While I do love traveling alone – sometimes you have to join a small group of ‘randoms’ you don’t know, which I actually find fun – you learn how to deal with other people, how to behave yourself and hear some really funny things. I joined a group in Colombia when I decided to do the trek to La Ciudad Perdida – an archaeological site of an ancient city in Sierra Nevada, Colombia. It is believed to have been founded in 800 AD, some 650 years earlier than Machu Picchu. Ciudad Perdida consists of a series of 169 terraces carved into the mountainside, a net of tiled roads and several small circular plazas. The entrance can only be accessed by a climb up some 1,200 stone steps through dense jungle. And the entrance can only be accessed by a three-day hike up a 90-degree sloped jungle hill across rivers, over two inch ledges and some seriously shaky slat bridges. But there was the promise of an added bonus: A Real Live Cocaine Factory. (Note: I do not do drugs, but I do do effed up experiences like checking out how these things worked).
Up until December 2011, anyone who decided to take the five-day long strenuous trek into the Colombian jungle high in the Sierra Nevada mountains above Santa Marta, to see the Lost City, La Ciudad Perdida, were offered an extra treat: the luxury of seeing an actual, live cocaine factory.
Mike Gibbs, a British man in his 50s, said: “We were woken on the second day of the trek and asked if we wanted to see a cocaine factory, so (his wife Juliette) and I said, ‘sure.’”
The couples, along with other interested individuals paid $20 each and were taken to the hills behind their campsite where an enterprising cocoa farmer had set up a small factory for tourists.
The process involved mixing a vat of dried coca leaves, gallons of gas, calcium carbonate, a cup of sulphuric acid, some caustic soda (also used to clean drains) and a pinch of potassium permanganate – which produced “a filthy stinky paste,” Gibbs said. “It was truly disgusting.”
After a local paper published a story on the open practice in December, the farmer was arrested and his fields burned to the ground.
“They knew it was there,” Luis my guide to La Ciudad Perdida and a former cocaine grower, said. “They just didn’t like the publicity.”
Sadly, cocaine “exhibitions” on the trek are now used only to explain the lifestyle of the local Kogui Indians – a lithe, spry and energetic people whose diet consists of 95 percent coca leaf. Tourists are now given a tiny piece of coca leaf to chew on, which tastes like wheat grass, and has no effects as the calcium carbonate “accelerator” is not provided.

★ ★ ★

**SHORT PROBLEM A:** List every substance that the travel piece about the Lost City trek names as going into the vat in the cocaine-making process.
**SHORT PROBLEM B:** Return the passage of the travel piece about the Lost City trek starting with "Mike Gibbs, a" and going on through "to the ground.".

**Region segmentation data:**
★ ★ ★

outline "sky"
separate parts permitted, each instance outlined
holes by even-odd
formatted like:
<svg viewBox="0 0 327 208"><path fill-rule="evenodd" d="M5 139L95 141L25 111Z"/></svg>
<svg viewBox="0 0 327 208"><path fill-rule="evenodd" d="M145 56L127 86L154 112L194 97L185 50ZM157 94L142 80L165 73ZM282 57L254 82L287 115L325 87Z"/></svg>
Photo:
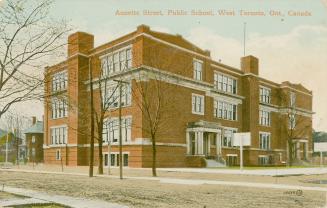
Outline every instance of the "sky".
<svg viewBox="0 0 327 208"><path fill-rule="evenodd" d="M163 15L143 15L144 10ZM171 16L168 10L188 14ZM192 10L214 14L228 10L235 15L195 16ZM116 15L117 11L140 15ZM241 11L265 16L244 16ZM310 16L292 16L295 12ZM51 15L67 19L74 31L93 34L95 45L146 24L152 30L180 34L210 50L213 59L237 68L243 56L246 22L245 51L259 58L259 75L278 83L301 83L312 90L313 128L327 131L327 0L56 0ZM20 110L27 116L41 118L43 114L41 104L25 105Z"/></svg>

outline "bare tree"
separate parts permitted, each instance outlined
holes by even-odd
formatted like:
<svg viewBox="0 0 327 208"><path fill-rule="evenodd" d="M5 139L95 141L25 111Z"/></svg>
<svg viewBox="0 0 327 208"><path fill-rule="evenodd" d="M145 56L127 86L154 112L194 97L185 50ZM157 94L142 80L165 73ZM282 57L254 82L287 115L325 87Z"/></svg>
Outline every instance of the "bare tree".
<svg viewBox="0 0 327 208"><path fill-rule="evenodd" d="M43 96L44 64L65 45L65 21L50 18L52 0L0 5L0 117L18 102Z"/></svg>
<svg viewBox="0 0 327 208"><path fill-rule="evenodd" d="M171 126L174 119L178 117L178 111L174 112L175 103L178 103L178 96L172 96L175 94L176 89L174 84L168 84L167 79L171 76L167 75L167 70L174 68L176 64L177 49L173 48L161 48L154 44L148 46L146 50L149 50L150 58L148 60L149 66L152 68L147 69L147 72L140 74L139 81L136 81L133 87L133 97L136 99L138 108L141 110L144 123L142 124L142 130L148 134L151 140L152 149L152 176L157 176L157 137L167 136L165 131L167 127ZM185 58L184 55L179 54ZM192 68L192 62L190 64L184 64L179 67L178 71L174 74L180 74L185 76L185 72ZM144 77L145 76L145 77ZM178 78L175 78L175 82L178 83Z"/></svg>

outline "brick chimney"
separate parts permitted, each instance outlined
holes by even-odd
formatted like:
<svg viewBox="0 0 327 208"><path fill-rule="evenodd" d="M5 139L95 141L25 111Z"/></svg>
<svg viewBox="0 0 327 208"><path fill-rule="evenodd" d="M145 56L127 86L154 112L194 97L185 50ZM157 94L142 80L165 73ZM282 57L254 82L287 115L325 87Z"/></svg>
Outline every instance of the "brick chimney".
<svg viewBox="0 0 327 208"><path fill-rule="evenodd" d="M34 124L36 124L36 117L35 116L32 117L32 125L34 125Z"/></svg>
<svg viewBox="0 0 327 208"><path fill-rule="evenodd" d="M244 73L259 75L259 60L254 56L245 56L241 58L241 70Z"/></svg>
<svg viewBox="0 0 327 208"><path fill-rule="evenodd" d="M88 54L94 48L94 36L85 32L76 32L68 37L68 57L77 53Z"/></svg>
<svg viewBox="0 0 327 208"><path fill-rule="evenodd" d="M147 25L139 25L137 26L136 33L149 33L150 32L150 27Z"/></svg>

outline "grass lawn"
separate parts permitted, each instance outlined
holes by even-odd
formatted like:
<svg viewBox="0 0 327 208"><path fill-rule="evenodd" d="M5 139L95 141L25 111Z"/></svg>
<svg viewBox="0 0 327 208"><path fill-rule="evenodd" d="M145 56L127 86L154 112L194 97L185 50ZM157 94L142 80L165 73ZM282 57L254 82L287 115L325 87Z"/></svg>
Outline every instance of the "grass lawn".
<svg viewBox="0 0 327 208"><path fill-rule="evenodd" d="M25 196L11 194L8 192L0 191L0 200L1 199L11 199L11 198L26 198Z"/></svg>
<svg viewBox="0 0 327 208"><path fill-rule="evenodd" d="M24 204L18 206L12 206L14 208L69 208L60 204Z"/></svg>
<svg viewBox="0 0 327 208"><path fill-rule="evenodd" d="M290 169L290 168L316 168L318 166L247 166L243 167L244 170L265 170L265 169ZM210 168L210 169L240 169L240 166Z"/></svg>

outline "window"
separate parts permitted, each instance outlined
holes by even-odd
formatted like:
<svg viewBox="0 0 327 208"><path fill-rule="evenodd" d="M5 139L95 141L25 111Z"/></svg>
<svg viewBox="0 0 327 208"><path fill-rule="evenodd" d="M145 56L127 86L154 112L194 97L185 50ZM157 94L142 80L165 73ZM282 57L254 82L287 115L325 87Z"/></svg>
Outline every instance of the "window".
<svg viewBox="0 0 327 208"><path fill-rule="evenodd" d="M131 141L132 118L122 118L122 138L123 142ZM106 120L103 123L103 142L118 142L119 141L119 120L113 118Z"/></svg>
<svg viewBox="0 0 327 208"><path fill-rule="evenodd" d="M289 115L288 123L289 123L288 124L289 129L295 129L295 126L296 126L295 114Z"/></svg>
<svg viewBox="0 0 327 208"><path fill-rule="evenodd" d="M259 163L259 165L268 165L269 164L269 156L259 155L258 163Z"/></svg>
<svg viewBox="0 0 327 208"><path fill-rule="evenodd" d="M227 154L226 155L226 165L227 166L237 165L237 155Z"/></svg>
<svg viewBox="0 0 327 208"><path fill-rule="evenodd" d="M270 149L270 133L259 133L259 148L264 150Z"/></svg>
<svg viewBox="0 0 327 208"><path fill-rule="evenodd" d="M103 154L103 162L104 162L104 166L108 166L109 157L107 153Z"/></svg>
<svg viewBox="0 0 327 208"><path fill-rule="evenodd" d="M215 89L237 94L237 81L234 78L231 78L229 76L214 73L214 86Z"/></svg>
<svg viewBox="0 0 327 208"><path fill-rule="evenodd" d="M259 111L259 124L262 126L270 126L270 112L265 110Z"/></svg>
<svg viewBox="0 0 327 208"><path fill-rule="evenodd" d="M291 108L295 107L295 102L296 102L296 94L295 94L295 92L291 92L291 94L290 94L290 106L291 106Z"/></svg>
<svg viewBox="0 0 327 208"><path fill-rule="evenodd" d="M202 61L193 61L193 78L196 80L202 80Z"/></svg>
<svg viewBox="0 0 327 208"><path fill-rule="evenodd" d="M103 90L102 105L104 109L119 107L119 87L117 84L111 84ZM123 84L122 86L122 107L131 105L132 102L132 90L131 84Z"/></svg>
<svg viewBox="0 0 327 208"><path fill-rule="evenodd" d="M237 105L224 101L214 100L214 116L226 120L237 120Z"/></svg>
<svg viewBox="0 0 327 208"><path fill-rule="evenodd" d="M67 71L57 72L52 76L52 92L66 90L68 85Z"/></svg>
<svg viewBox="0 0 327 208"><path fill-rule="evenodd" d="M271 90L266 87L260 87L260 102L270 103L271 102Z"/></svg>
<svg viewBox="0 0 327 208"><path fill-rule="evenodd" d="M67 144L67 127L50 128L51 144Z"/></svg>
<svg viewBox="0 0 327 208"><path fill-rule="evenodd" d="M52 98L51 116L53 119L64 118L68 116L68 104L65 99Z"/></svg>
<svg viewBox="0 0 327 208"><path fill-rule="evenodd" d="M232 147L234 133L236 133L236 130L224 129L223 147Z"/></svg>
<svg viewBox="0 0 327 208"><path fill-rule="evenodd" d="M101 59L103 76L110 76L132 67L132 48L124 48L105 55Z"/></svg>
<svg viewBox="0 0 327 208"><path fill-rule="evenodd" d="M105 158L107 158L108 154L105 154ZM128 153L123 153L123 166L128 166ZM109 158L107 160L104 160L104 165L107 166L108 163L106 161L109 161ZM111 153L110 154L110 166L119 166L119 153Z"/></svg>
<svg viewBox="0 0 327 208"><path fill-rule="evenodd" d="M192 113L204 114L204 96L192 94Z"/></svg>
<svg viewBox="0 0 327 208"><path fill-rule="evenodd" d="M123 165L128 166L128 154L123 154Z"/></svg>
<svg viewBox="0 0 327 208"><path fill-rule="evenodd" d="M61 160L61 152L60 150L56 151L56 160Z"/></svg>

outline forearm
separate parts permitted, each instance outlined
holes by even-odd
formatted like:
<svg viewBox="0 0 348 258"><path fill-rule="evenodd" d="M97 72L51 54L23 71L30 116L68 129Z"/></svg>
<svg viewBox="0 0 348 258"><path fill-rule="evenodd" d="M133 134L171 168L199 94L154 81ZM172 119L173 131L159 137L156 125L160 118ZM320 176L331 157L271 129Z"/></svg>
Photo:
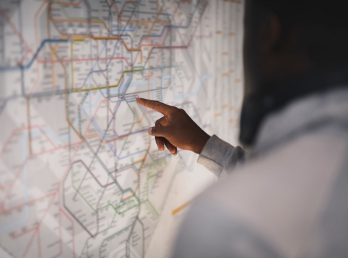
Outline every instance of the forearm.
<svg viewBox="0 0 348 258"><path fill-rule="evenodd" d="M234 147L213 135L203 148L197 162L219 177L223 171L231 173L245 159L245 152L240 147Z"/></svg>

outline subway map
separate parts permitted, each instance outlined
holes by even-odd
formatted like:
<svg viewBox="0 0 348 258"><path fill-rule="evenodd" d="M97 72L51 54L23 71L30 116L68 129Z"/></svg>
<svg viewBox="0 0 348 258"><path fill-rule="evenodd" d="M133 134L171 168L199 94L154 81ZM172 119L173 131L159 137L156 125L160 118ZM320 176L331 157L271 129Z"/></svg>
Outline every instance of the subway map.
<svg viewBox="0 0 348 258"><path fill-rule="evenodd" d="M166 257L214 180L158 152L184 109L237 144L240 0L0 0L0 257Z"/></svg>

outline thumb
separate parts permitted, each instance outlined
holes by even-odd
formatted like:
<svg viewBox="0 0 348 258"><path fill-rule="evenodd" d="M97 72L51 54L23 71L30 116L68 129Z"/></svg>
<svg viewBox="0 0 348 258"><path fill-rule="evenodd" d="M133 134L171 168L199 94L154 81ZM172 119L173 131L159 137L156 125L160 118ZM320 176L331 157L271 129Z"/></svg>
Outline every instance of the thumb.
<svg viewBox="0 0 348 258"><path fill-rule="evenodd" d="M157 137L166 137L169 134L169 126L154 126L149 128L149 134Z"/></svg>

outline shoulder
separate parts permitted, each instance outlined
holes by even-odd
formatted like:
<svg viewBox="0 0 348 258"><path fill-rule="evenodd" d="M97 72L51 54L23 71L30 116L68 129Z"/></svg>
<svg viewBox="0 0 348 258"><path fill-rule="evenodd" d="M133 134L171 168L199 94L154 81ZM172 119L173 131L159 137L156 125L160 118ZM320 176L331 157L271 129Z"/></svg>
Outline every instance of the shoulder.
<svg viewBox="0 0 348 258"><path fill-rule="evenodd" d="M346 146L341 137L298 137L236 169L199 201L243 218L282 253L290 255L324 208Z"/></svg>

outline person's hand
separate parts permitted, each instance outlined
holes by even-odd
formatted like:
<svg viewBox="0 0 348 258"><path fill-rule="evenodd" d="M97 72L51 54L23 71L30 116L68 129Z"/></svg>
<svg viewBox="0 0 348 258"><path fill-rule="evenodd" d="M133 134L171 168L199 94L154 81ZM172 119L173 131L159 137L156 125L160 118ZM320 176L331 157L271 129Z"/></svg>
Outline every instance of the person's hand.
<svg viewBox="0 0 348 258"><path fill-rule="evenodd" d="M173 154L177 148L200 154L210 137L206 133L184 109L169 106L155 100L137 98L140 105L154 109L164 116L157 120L155 126L149 129L149 134L156 137L160 151L164 145Z"/></svg>

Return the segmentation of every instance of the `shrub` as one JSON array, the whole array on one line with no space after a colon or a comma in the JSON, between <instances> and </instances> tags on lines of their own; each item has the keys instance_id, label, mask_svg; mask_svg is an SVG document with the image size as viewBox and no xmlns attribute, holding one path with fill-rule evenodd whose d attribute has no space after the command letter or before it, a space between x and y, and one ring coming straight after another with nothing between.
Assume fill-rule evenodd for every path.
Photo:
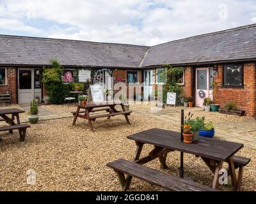
<instances>
[{"instance_id":1,"label":"shrub","mask_svg":"<svg viewBox=\"0 0 256 204\"><path fill-rule=\"evenodd\" d=\"M79 91L83 91L84 89L84 85L81 83L71 83L72 90L78 90Z\"/></svg>"},{"instance_id":2,"label":"shrub","mask_svg":"<svg viewBox=\"0 0 256 204\"><path fill-rule=\"evenodd\" d=\"M224 109L228 110L237 110L237 105L236 103L234 102L228 102L224 105Z\"/></svg>"},{"instance_id":3,"label":"shrub","mask_svg":"<svg viewBox=\"0 0 256 204\"><path fill-rule=\"evenodd\" d=\"M35 99L30 102L30 115L38 115L38 106Z\"/></svg>"}]
</instances>

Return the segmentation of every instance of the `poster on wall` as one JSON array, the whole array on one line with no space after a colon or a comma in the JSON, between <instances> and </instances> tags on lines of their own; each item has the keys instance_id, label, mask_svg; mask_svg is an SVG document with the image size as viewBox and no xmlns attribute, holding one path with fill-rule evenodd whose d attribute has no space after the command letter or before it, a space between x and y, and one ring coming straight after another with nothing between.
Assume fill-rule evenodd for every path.
<instances>
[{"instance_id":1,"label":"poster on wall","mask_svg":"<svg viewBox=\"0 0 256 204\"><path fill-rule=\"evenodd\" d=\"M101 103L104 101L103 87L100 85L90 85L92 102Z\"/></svg>"},{"instance_id":2,"label":"poster on wall","mask_svg":"<svg viewBox=\"0 0 256 204\"><path fill-rule=\"evenodd\" d=\"M176 93L167 93L166 104L176 105Z\"/></svg>"},{"instance_id":3,"label":"poster on wall","mask_svg":"<svg viewBox=\"0 0 256 204\"><path fill-rule=\"evenodd\" d=\"M81 69L78 73L78 81L79 82L86 82L91 79L91 71Z\"/></svg>"}]
</instances>

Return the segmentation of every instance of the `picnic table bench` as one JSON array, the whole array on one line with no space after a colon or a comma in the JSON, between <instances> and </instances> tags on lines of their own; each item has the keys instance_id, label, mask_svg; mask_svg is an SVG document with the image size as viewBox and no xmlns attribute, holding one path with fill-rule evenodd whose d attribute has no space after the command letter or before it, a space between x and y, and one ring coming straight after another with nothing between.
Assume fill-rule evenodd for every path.
<instances>
[{"instance_id":1,"label":"picnic table bench","mask_svg":"<svg viewBox=\"0 0 256 204\"><path fill-rule=\"evenodd\" d=\"M250 159L235 156L243 147L243 144L202 137L200 137L197 143L186 144L180 142L180 133L178 132L154 128L128 136L127 138L134 140L137 146L134 163L142 165L158 158L161 166L165 169L167 168L166 163L167 154L170 152L177 150L193 154L200 157L213 173L212 187L218 189L220 170L222 168L223 163L227 162L228 164L228 173L231 177L233 189L237 191L241 190L243 169L250 162ZM147 156L140 157L145 144L152 145L154 149ZM237 180L235 171L237 168L239 168L240 172ZM138 178L138 175L131 175L131 172L126 173L129 175L125 178L124 184L123 182L124 190L129 189L132 176Z\"/></svg>"},{"instance_id":2,"label":"picnic table bench","mask_svg":"<svg viewBox=\"0 0 256 204\"><path fill-rule=\"evenodd\" d=\"M122 111L118 111L115 107L121 106ZM81 109L84 110L81 111ZM90 113L95 113L97 112L106 111L108 113L98 113L95 115L90 115ZM77 105L77 108L76 112L72 112L74 116L73 120L73 126L76 124L77 117L86 119L88 121L88 125L91 131L93 131L92 121L95 121L97 119L102 117L107 117L108 120L110 119L111 117L123 115L125 117L126 122L128 124L131 124L128 116L131 115L132 112L125 111L124 105L122 103L102 103L102 104L86 104L85 106ZM84 113L84 114L81 114Z\"/></svg>"},{"instance_id":3,"label":"picnic table bench","mask_svg":"<svg viewBox=\"0 0 256 204\"><path fill-rule=\"evenodd\" d=\"M126 191L129 177L134 177L149 184L172 191L218 191L210 187L201 185L192 180L181 178L152 168L143 166L134 162L118 159L107 164L116 173L123 191ZM125 178L124 173L128 177Z\"/></svg>"},{"instance_id":4,"label":"picnic table bench","mask_svg":"<svg viewBox=\"0 0 256 204\"><path fill-rule=\"evenodd\" d=\"M23 110L18 108L8 108L0 110L0 121L5 121L9 124L8 126L0 127L0 131L8 131L10 133L13 133L13 131L18 129L20 140L21 142L25 141L26 132L28 127L30 126L27 124L20 124L19 113L25 112ZM12 115L10 117L8 115ZM17 119L17 123L15 122L15 117Z\"/></svg>"}]
</instances>

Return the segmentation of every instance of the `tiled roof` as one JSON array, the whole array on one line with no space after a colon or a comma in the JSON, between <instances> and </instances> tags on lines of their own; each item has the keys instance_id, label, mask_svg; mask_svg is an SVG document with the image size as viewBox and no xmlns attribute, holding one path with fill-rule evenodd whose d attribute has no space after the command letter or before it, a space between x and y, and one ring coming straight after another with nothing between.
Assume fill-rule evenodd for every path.
<instances>
[{"instance_id":1,"label":"tiled roof","mask_svg":"<svg viewBox=\"0 0 256 204\"><path fill-rule=\"evenodd\" d=\"M0 64L49 64L138 68L148 47L0 35Z\"/></svg>"},{"instance_id":2,"label":"tiled roof","mask_svg":"<svg viewBox=\"0 0 256 204\"><path fill-rule=\"evenodd\" d=\"M256 59L256 24L150 48L141 66Z\"/></svg>"}]
</instances>

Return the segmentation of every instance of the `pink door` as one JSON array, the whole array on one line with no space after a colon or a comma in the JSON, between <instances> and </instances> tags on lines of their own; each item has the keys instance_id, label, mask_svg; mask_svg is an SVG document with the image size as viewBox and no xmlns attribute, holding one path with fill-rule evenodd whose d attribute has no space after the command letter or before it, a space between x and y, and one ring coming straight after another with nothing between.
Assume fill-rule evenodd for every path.
<instances>
[{"instance_id":1,"label":"pink door","mask_svg":"<svg viewBox=\"0 0 256 204\"><path fill-rule=\"evenodd\" d=\"M212 99L212 68L196 69L196 106L202 107L205 98Z\"/></svg>"}]
</instances>

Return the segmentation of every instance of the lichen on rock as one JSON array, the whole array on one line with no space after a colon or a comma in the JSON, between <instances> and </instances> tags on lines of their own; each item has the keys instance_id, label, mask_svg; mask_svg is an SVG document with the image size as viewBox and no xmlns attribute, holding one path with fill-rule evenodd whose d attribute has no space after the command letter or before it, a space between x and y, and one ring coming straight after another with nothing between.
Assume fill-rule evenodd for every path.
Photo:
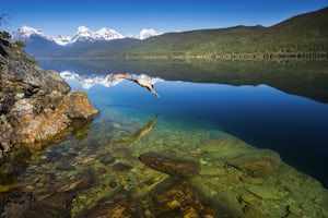
<instances>
[{"instance_id":1,"label":"lichen on rock","mask_svg":"<svg viewBox=\"0 0 328 218\"><path fill-rule=\"evenodd\" d=\"M0 155L16 144L51 141L74 120L92 119L97 110L83 92L55 71L46 71L22 49L0 40Z\"/></svg>"}]
</instances>

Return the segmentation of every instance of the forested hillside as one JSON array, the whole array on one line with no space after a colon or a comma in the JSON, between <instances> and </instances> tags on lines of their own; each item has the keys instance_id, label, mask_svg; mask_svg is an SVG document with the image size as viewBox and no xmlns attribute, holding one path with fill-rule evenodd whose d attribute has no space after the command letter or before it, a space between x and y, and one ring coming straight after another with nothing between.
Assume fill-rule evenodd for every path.
<instances>
[{"instance_id":1,"label":"forested hillside","mask_svg":"<svg viewBox=\"0 0 328 218\"><path fill-rule=\"evenodd\" d=\"M328 8L270 27L235 26L168 33L145 40L117 39L80 44L56 53L82 58L327 58Z\"/></svg>"}]
</instances>

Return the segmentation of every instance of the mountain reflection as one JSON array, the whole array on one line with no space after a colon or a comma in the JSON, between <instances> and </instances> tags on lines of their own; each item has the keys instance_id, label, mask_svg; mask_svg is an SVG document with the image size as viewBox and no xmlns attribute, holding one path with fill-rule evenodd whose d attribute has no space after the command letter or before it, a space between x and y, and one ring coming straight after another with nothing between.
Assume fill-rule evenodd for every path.
<instances>
[{"instance_id":1,"label":"mountain reflection","mask_svg":"<svg viewBox=\"0 0 328 218\"><path fill-rule=\"evenodd\" d=\"M231 85L266 84L282 92L328 102L328 61L200 60L39 60L39 65L80 76L145 73L166 81ZM56 68L56 69L54 69Z\"/></svg>"}]
</instances>

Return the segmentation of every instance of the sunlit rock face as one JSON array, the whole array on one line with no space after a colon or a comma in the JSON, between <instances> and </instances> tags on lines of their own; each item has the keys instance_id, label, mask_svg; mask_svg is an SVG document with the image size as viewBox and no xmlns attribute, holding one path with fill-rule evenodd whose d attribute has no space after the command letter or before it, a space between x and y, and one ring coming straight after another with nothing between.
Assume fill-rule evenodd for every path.
<instances>
[{"instance_id":1,"label":"sunlit rock face","mask_svg":"<svg viewBox=\"0 0 328 218\"><path fill-rule=\"evenodd\" d=\"M55 71L40 69L22 49L0 40L0 148L1 156L16 144L52 140L74 123L91 119L97 110L82 92Z\"/></svg>"}]
</instances>

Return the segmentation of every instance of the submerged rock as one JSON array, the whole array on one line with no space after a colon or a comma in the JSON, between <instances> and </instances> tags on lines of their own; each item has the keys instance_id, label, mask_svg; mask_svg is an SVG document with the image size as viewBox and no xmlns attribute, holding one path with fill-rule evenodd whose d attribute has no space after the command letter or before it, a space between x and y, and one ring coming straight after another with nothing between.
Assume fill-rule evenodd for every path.
<instances>
[{"instance_id":1,"label":"submerged rock","mask_svg":"<svg viewBox=\"0 0 328 218\"><path fill-rule=\"evenodd\" d=\"M31 148L51 141L74 123L92 119L97 110L83 92L55 71L40 69L22 49L0 40L0 155L14 145Z\"/></svg>"},{"instance_id":2,"label":"submerged rock","mask_svg":"<svg viewBox=\"0 0 328 218\"><path fill-rule=\"evenodd\" d=\"M164 154L145 153L139 159L150 168L179 178L191 178L200 169L199 164L195 160Z\"/></svg>"},{"instance_id":3,"label":"submerged rock","mask_svg":"<svg viewBox=\"0 0 328 218\"><path fill-rule=\"evenodd\" d=\"M277 153L258 149L229 158L226 162L250 177L262 178L272 174L274 170L279 169L281 159Z\"/></svg>"}]
</instances>

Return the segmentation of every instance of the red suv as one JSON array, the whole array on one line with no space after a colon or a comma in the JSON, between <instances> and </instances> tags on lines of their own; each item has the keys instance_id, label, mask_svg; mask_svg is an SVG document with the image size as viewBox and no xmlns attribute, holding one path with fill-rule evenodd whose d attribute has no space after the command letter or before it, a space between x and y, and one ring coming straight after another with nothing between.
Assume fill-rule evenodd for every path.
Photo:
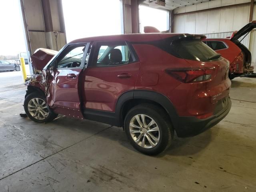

★ ★ ★

**EXERCISE OUTPUT A:**
- Dried coca leaves
- Gas
- Calcium carbonate
- Sulphuric acid
- Caustic soda
- Potassium permanganate

**EXERCISE OUTPUT B:**
Mike Gibbs, a British man in his 50s, said: “We were woken on the second day of the trek and asked if we wanted to see a cocaine factory, so (his wife Juliette) and I said, ‘sure.’”
The couples, along with other interested individuals paid $20 each and were taken to the hills behind their campsite where an enterprising cocoa farmer had set up a small factory for tourists.
The process involved mixing a vat of dried coca leaves, gallons of gas, calcium carbonate, a cup of sulphuric acid, some caustic soda (also used to clean drains) and a pinch of potassium permanganate – which produced “a filthy stinky paste,” Gibbs said. “It was truly disgusting.”
After a local paper published a story on the open practice in December, the farmer was arrested and his fields burned to the ground.